Aim:
Reproduce verbatim the lines below, from the line containing "As a courtesy, could you identify the brick building" through the line containing "[409,375,524,591]", including both of those lines.

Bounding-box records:
# # # # # # #

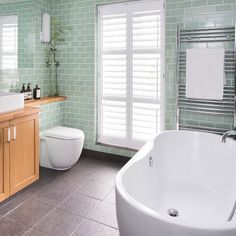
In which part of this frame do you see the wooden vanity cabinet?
[0,108,39,202]
[0,122,10,202]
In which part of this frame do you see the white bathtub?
[116,131,236,236]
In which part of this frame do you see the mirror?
[0,0,35,70]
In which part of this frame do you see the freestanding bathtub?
[116,131,236,236]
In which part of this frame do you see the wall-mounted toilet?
[40,126,84,170]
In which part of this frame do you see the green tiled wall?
[0,0,53,96]
[0,0,65,133]
[53,0,236,156]
[166,0,236,130]
[4,0,236,159]
[39,102,65,131]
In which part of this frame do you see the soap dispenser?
[26,83,33,100]
[33,84,41,100]
[20,84,28,100]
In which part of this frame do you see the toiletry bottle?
[33,84,41,100]
[20,84,28,100]
[26,83,33,100]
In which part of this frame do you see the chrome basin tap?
[222,130,236,143]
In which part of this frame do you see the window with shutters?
[98,0,164,149]
[0,15,18,69]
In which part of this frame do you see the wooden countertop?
[25,96,66,107]
[0,107,40,122]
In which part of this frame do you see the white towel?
[186,48,225,100]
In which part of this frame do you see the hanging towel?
[186,48,225,100]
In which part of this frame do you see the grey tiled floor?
[0,158,125,236]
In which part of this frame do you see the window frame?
[95,0,165,150]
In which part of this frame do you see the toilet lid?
[43,126,84,139]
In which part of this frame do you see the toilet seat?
[40,126,84,170]
[42,126,84,140]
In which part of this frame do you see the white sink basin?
[0,92,24,113]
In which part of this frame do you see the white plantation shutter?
[0,15,18,69]
[98,1,163,148]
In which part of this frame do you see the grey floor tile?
[34,209,83,236]
[88,202,118,229]
[57,193,100,217]
[48,173,84,191]
[0,158,121,236]
[89,167,117,186]
[72,220,119,236]
[77,180,112,200]
[6,200,53,227]
[24,229,48,236]
[0,192,28,216]
[104,188,116,204]
[31,184,72,206]
[0,217,29,236]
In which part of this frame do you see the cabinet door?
[0,122,10,202]
[10,115,39,195]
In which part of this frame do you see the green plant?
[45,17,69,96]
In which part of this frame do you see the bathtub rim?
[115,130,236,231]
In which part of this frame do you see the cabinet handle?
[13,126,16,140]
[7,128,11,143]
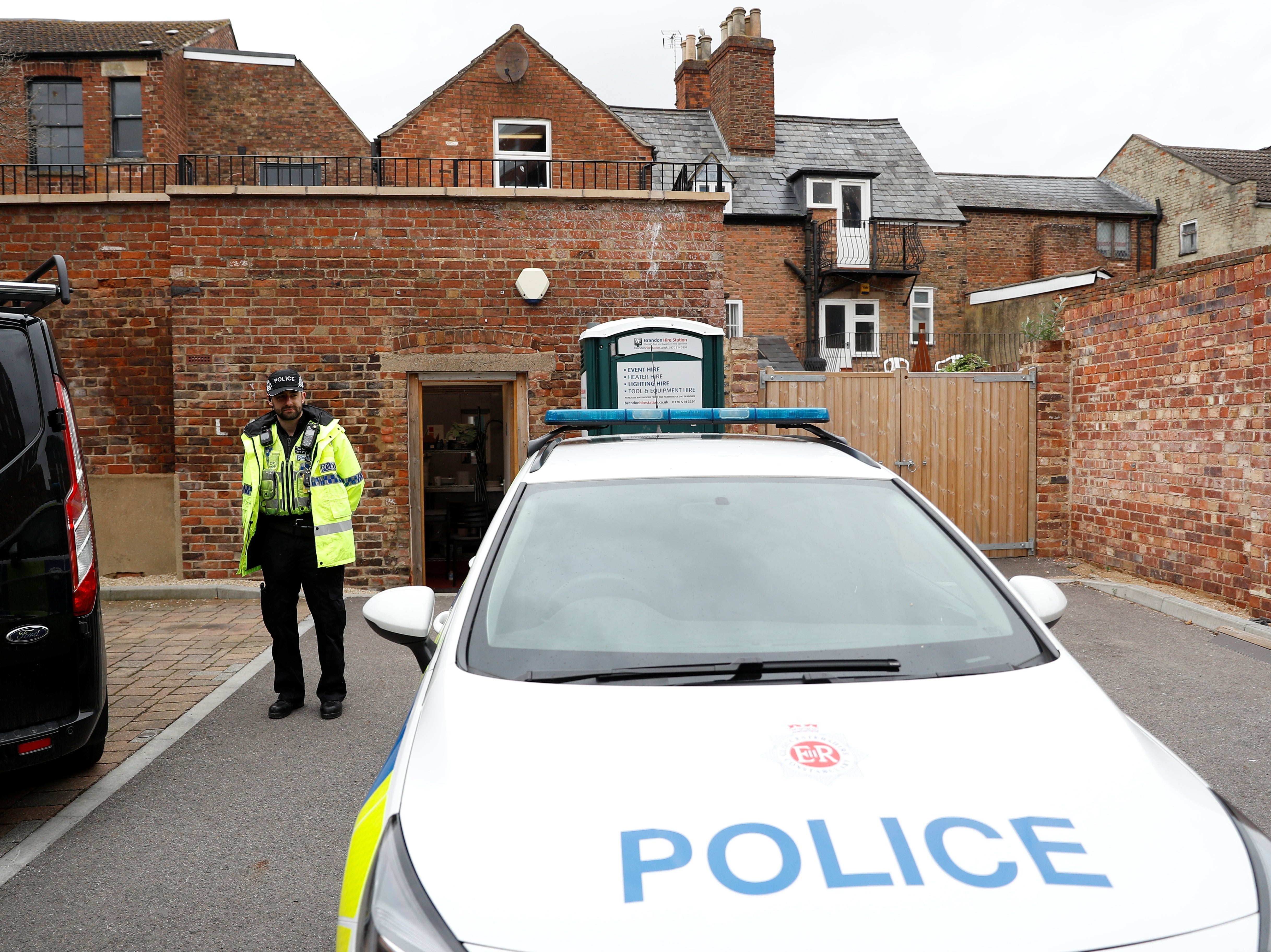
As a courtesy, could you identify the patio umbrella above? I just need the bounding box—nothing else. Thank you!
[914,324,934,374]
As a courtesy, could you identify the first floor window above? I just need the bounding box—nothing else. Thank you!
[31,79,84,165]
[909,287,936,346]
[1094,221,1130,258]
[111,79,145,159]
[494,120,552,188]
[1178,220,1200,254]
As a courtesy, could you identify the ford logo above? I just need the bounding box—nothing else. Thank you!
[4,625,48,644]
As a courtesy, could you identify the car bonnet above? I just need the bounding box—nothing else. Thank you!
[400,654,1257,952]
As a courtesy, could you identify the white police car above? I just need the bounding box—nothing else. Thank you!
[338,410,1271,952]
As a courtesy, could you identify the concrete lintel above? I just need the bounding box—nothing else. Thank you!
[380,351,557,374]
[1082,578,1271,637]
[0,192,169,205]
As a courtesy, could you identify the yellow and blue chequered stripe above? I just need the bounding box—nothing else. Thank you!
[335,723,405,952]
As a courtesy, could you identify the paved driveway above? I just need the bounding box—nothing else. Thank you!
[0,600,419,952]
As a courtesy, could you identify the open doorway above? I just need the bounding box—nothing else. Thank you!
[411,380,515,591]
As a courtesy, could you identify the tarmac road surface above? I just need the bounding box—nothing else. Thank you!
[0,585,1271,952]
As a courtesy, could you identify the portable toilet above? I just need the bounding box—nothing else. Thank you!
[580,318,723,432]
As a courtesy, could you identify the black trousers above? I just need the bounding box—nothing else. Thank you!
[253,527,346,700]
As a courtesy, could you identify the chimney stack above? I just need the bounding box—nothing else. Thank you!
[675,31,711,109]
[707,6,777,155]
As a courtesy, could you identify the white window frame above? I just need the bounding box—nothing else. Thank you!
[490,116,552,188]
[847,298,879,357]
[909,285,936,347]
[806,178,839,209]
[1178,219,1200,258]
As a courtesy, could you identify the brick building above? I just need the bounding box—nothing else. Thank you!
[1102,135,1271,267]
[0,20,370,169]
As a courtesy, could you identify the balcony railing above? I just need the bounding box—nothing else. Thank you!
[179,155,732,192]
[0,162,177,194]
[816,219,927,272]
[0,155,733,194]
[806,332,1024,371]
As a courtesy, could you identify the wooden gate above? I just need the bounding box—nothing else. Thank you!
[760,370,1037,555]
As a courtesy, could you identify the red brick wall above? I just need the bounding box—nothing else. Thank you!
[962,209,1151,291]
[711,35,777,155]
[381,32,652,160]
[172,194,723,585]
[0,202,174,475]
[1065,248,1271,614]
[723,222,807,341]
[184,60,371,155]
[675,60,711,109]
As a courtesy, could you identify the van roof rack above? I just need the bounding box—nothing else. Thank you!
[0,254,71,317]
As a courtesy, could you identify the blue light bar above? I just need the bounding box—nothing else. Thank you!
[543,407,830,430]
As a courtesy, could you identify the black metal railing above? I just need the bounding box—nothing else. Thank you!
[0,155,733,194]
[178,155,732,192]
[803,330,1024,371]
[816,219,927,272]
[0,163,177,194]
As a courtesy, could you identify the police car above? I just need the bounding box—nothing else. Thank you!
[338,409,1271,952]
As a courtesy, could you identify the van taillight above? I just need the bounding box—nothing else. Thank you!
[57,380,97,615]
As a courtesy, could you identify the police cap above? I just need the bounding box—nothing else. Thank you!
[264,367,305,397]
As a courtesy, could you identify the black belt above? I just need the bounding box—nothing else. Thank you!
[261,516,314,535]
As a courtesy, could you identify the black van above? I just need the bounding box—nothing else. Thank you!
[0,255,108,789]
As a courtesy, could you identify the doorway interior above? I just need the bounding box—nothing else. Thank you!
[409,375,524,591]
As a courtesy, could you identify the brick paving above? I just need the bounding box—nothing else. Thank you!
[0,599,292,855]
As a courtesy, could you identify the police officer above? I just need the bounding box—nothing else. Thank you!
[239,367,362,719]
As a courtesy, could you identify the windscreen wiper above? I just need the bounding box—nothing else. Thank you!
[522,658,900,684]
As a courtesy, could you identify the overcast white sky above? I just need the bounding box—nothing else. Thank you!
[45,0,1271,175]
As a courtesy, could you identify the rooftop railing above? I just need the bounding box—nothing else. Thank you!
[0,155,733,194]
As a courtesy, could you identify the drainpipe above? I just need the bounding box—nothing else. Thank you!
[803,210,821,361]
[1151,198,1166,271]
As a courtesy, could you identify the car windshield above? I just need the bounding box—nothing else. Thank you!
[466,478,1050,684]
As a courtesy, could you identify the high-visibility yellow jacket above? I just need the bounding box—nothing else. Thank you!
[239,407,362,574]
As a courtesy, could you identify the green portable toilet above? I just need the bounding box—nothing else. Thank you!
[580,318,723,433]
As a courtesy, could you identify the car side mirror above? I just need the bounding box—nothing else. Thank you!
[362,585,437,671]
[1010,576,1068,625]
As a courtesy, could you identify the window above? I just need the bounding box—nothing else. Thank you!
[807,179,836,209]
[494,120,552,188]
[257,162,322,186]
[909,287,936,346]
[111,79,145,159]
[1094,221,1130,259]
[1178,220,1200,254]
[31,79,84,165]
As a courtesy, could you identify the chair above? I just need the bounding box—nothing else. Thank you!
[446,502,489,582]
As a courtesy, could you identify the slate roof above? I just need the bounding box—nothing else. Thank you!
[609,105,965,222]
[0,19,230,55]
[939,172,1157,215]
[1162,145,1271,202]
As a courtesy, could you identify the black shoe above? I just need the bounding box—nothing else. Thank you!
[269,698,305,721]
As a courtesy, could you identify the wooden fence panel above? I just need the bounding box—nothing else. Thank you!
[764,370,1036,555]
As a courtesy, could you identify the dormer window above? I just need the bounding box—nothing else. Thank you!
[807,178,839,209]
[494,120,552,188]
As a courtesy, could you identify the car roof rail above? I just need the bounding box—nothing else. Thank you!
[528,407,883,473]
[0,254,71,315]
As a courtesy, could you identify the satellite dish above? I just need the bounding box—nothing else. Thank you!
[494,43,530,83]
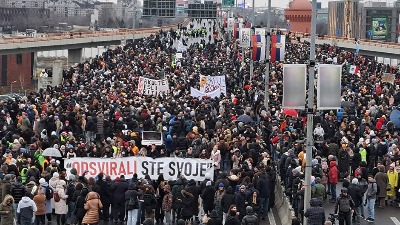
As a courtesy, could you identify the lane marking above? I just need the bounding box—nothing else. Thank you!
[390,217,400,225]
[268,209,276,225]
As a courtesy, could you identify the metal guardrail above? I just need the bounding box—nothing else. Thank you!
[0,19,189,45]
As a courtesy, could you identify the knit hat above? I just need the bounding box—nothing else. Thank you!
[39,178,46,186]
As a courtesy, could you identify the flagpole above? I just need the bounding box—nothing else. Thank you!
[303,0,317,225]
[250,0,256,82]
[264,0,271,109]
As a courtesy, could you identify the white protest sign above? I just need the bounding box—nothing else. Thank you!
[138,77,169,96]
[190,87,221,98]
[65,157,214,181]
[239,28,251,48]
[200,75,227,96]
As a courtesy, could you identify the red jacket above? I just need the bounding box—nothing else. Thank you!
[328,161,339,184]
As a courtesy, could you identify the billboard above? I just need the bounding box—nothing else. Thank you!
[371,16,389,41]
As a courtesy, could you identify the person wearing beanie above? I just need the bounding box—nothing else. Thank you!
[161,184,173,225]
[201,181,215,214]
[347,178,363,224]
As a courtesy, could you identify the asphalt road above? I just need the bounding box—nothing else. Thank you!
[324,183,400,225]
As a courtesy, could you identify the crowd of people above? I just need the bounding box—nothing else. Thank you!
[0,15,400,225]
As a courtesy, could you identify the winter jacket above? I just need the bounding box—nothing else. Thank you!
[33,192,46,215]
[221,186,235,213]
[82,191,103,224]
[0,195,15,225]
[54,181,68,214]
[366,180,378,199]
[334,194,355,214]
[256,173,271,198]
[74,188,89,219]
[17,197,37,224]
[11,182,25,204]
[182,190,197,218]
[348,184,363,207]
[304,198,325,225]
[201,186,215,209]
[111,180,128,204]
[375,172,389,198]
[242,206,258,225]
[171,179,183,209]
[328,161,339,184]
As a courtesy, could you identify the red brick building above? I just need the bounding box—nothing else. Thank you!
[0,52,33,90]
[285,0,312,33]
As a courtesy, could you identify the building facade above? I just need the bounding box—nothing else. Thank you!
[328,0,363,38]
[0,53,34,88]
[143,0,176,18]
[285,0,312,33]
[361,1,400,43]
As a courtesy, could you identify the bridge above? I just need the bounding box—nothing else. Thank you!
[300,36,400,59]
[0,21,184,64]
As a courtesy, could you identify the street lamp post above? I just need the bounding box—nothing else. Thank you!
[264,0,271,109]
[10,80,17,93]
[304,0,317,225]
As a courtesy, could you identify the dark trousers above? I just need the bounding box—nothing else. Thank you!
[35,214,46,225]
[339,212,351,225]
[112,203,125,222]
[100,203,110,221]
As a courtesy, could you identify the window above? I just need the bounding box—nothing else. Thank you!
[17,53,22,65]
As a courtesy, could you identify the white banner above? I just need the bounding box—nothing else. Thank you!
[190,87,221,98]
[254,28,265,36]
[138,77,169,96]
[200,75,227,96]
[65,157,214,181]
[227,18,235,31]
[239,28,251,48]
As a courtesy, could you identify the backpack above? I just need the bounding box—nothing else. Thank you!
[53,192,61,202]
[45,187,53,200]
[126,196,139,210]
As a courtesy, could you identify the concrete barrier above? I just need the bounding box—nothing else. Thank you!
[275,177,294,225]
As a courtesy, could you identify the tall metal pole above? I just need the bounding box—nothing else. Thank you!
[264,0,271,108]
[250,0,256,82]
[304,0,317,225]
[132,0,136,39]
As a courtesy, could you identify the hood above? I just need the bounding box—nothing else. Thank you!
[3,195,14,205]
[81,188,89,197]
[246,206,253,215]
[226,186,233,194]
[310,198,321,207]
[86,191,100,201]
[21,196,31,203]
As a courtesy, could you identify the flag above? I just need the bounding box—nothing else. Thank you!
[233,23,240,39]
[271,35,285,62]
[251,35,265,61]
[347,65,359,74]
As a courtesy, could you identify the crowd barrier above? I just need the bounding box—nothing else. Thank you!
[275,177,294,225]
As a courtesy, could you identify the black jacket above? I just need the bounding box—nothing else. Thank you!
[348,184,363,207]
[256,173,271,198]
[304,198,325,225]
[221,186,235,213]
[111,180,128,205]
[11,182,25,204]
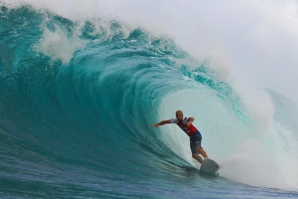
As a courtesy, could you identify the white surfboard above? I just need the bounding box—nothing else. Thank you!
[200,158,219,176]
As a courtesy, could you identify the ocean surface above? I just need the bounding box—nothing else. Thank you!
[0,2,298,198]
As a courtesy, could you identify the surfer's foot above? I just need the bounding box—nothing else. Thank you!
[192,153,203,164]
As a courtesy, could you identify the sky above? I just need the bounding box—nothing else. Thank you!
[2,0,298,103]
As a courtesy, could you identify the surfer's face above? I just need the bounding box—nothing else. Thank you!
[176,112,183,121]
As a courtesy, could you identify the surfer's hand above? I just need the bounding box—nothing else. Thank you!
[152,124,159,128]
[187,121,191,126]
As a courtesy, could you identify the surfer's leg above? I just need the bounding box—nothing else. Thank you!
[192,153,203,164]
[196,146,208,158]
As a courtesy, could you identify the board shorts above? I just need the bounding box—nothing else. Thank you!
[189,131,203,154]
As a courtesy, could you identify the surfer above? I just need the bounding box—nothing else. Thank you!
[152,110,208,164]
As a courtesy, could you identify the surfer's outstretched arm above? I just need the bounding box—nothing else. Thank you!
[152,120,172,128]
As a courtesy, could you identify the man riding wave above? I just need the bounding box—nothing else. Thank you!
[152,110,208,164]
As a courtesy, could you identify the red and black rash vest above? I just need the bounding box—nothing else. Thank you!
[171,117,198,137]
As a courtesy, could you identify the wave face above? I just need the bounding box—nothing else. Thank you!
[0,5,298,198]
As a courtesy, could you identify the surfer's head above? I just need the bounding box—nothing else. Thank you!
[176,110,183,121]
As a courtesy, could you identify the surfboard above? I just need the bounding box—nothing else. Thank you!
[200,158,219,176]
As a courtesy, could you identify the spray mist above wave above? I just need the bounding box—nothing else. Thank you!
[1,1,297,191]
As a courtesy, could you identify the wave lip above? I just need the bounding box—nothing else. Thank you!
[0,2,296,198]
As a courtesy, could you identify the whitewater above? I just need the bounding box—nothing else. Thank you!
[0,0,298,198]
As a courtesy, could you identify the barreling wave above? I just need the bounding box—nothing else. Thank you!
[0,5,296,197]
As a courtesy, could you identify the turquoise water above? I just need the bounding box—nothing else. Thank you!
[0,5,298,198]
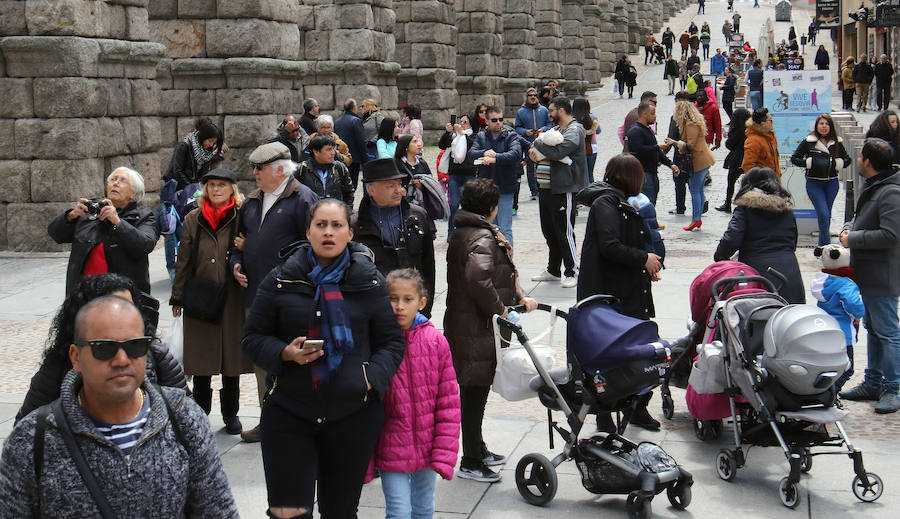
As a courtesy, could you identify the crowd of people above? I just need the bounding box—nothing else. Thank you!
[0,5,900,518]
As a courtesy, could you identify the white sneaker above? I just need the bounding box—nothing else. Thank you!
[531,270,559,281]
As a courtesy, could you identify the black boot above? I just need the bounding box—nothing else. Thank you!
[192,376,212,415]
[219,376,243,434]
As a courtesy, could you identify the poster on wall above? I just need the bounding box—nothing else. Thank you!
[763,70,831,234]
[816,0,841,28]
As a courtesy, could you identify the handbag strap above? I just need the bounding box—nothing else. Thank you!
[50,399,116,519]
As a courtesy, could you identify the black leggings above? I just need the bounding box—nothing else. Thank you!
[260,400,384,519]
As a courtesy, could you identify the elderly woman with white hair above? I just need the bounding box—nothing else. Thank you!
[309,114,353,167]
[47,167,159,294]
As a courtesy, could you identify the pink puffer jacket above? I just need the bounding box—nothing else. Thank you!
[366,315,460,483]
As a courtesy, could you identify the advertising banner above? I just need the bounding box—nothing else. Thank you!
[763,70,831,233]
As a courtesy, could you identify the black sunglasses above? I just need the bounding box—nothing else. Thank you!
[75,337,153,360]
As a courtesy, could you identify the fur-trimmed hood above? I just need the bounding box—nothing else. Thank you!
[734,189,794,213]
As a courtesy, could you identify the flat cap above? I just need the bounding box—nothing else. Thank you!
[249,142,291,166]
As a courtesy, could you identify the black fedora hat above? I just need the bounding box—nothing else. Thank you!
[363,159,409,184]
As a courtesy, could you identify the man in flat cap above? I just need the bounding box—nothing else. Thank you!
[353,159,435,317]
[229,142,319,442]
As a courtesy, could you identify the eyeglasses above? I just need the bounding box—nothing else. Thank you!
[75,337,153,360]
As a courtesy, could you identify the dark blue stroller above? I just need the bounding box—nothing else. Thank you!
[498,295,694,518]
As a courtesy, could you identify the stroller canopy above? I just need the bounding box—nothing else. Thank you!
[566,303,661,373]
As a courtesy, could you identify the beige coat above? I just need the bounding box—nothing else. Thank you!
[169,208,253,377]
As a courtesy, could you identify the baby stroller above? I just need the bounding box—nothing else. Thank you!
[495,295,693,518]
[691,270,883,508]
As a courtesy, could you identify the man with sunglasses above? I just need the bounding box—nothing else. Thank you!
[269,115,309,164]
[0,296,237,517]
[516,87,553,200]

# # # # # # #

Answer below:
As a courtesy, could you identify the brick building above? I just need the bounding box—nothing else. Thank you!
[1102,135,1271,267]
[0,20,370,169]
As a courtesy, could you identify the balcony railing above? I just need the bounding box—nothing else. Thank you!
[179,155,732,192]
[0,162,177,194]
[816,219,927,272]
[0,155,733,194]
[806,332,1024,371]
As a courtesy, could you identify the wooden gate above? I just need the bounding box—nothing else. Thank you!
[760,370,1037,555]
As a courtesy, could you identify the red brick wall above? I just need the bounding box—nothing else. Thank you!
[962,209,1151,291]
[711,35,777,155]
[381,32,652,160]
[172,194,723,585]
[0,202,174,475]
[1065,248,1271,614]
[723,222,807,341]
[184,60,371,155]
[675,60,711,109]
As a courtesy, could you identify the van roof rack above? I just need the bounding box—nothing else. Thank you!
[0,254,71,317]
As a courtesy, could you identify the blue light bar above? I just need the bounding box—nothing else. Thank you!
[543,407,830,430]
As a courtesy, could you identify the black metal railing above? I just need the bounding box—nothing else. Thank you!
[0,155,733,194]
[178,155,732,192]
[803,330,1024,371]
[816,219,927,272]
[0,163,177,194]
As a courtesy, could you identify the police car above? I just need the bounding box—nothing else. Thank you!
[338,409,1271,952]
As a courtesy, could you identify the van taillight above? I just need the bounding box—nothing else. Thank you!
[57,380,97,615]
As a courtesy, could you identify the police cap above? I just need the bounding box—nothing else. Thank you!
[264,367,305,397]
As a courtesy, could you identify the black belt above? I just need the bounding box—nothing else. Thank you!
[261,516,314,535]
As a courtesy, could you identify the black van above? I just need the bounding box—nothing else. Thank you!
[0,255,108,789]
As a courtesy, could you identify the doorway interior above? I just need the bounding box—nothing else. Thank you!
[409,375,524,591]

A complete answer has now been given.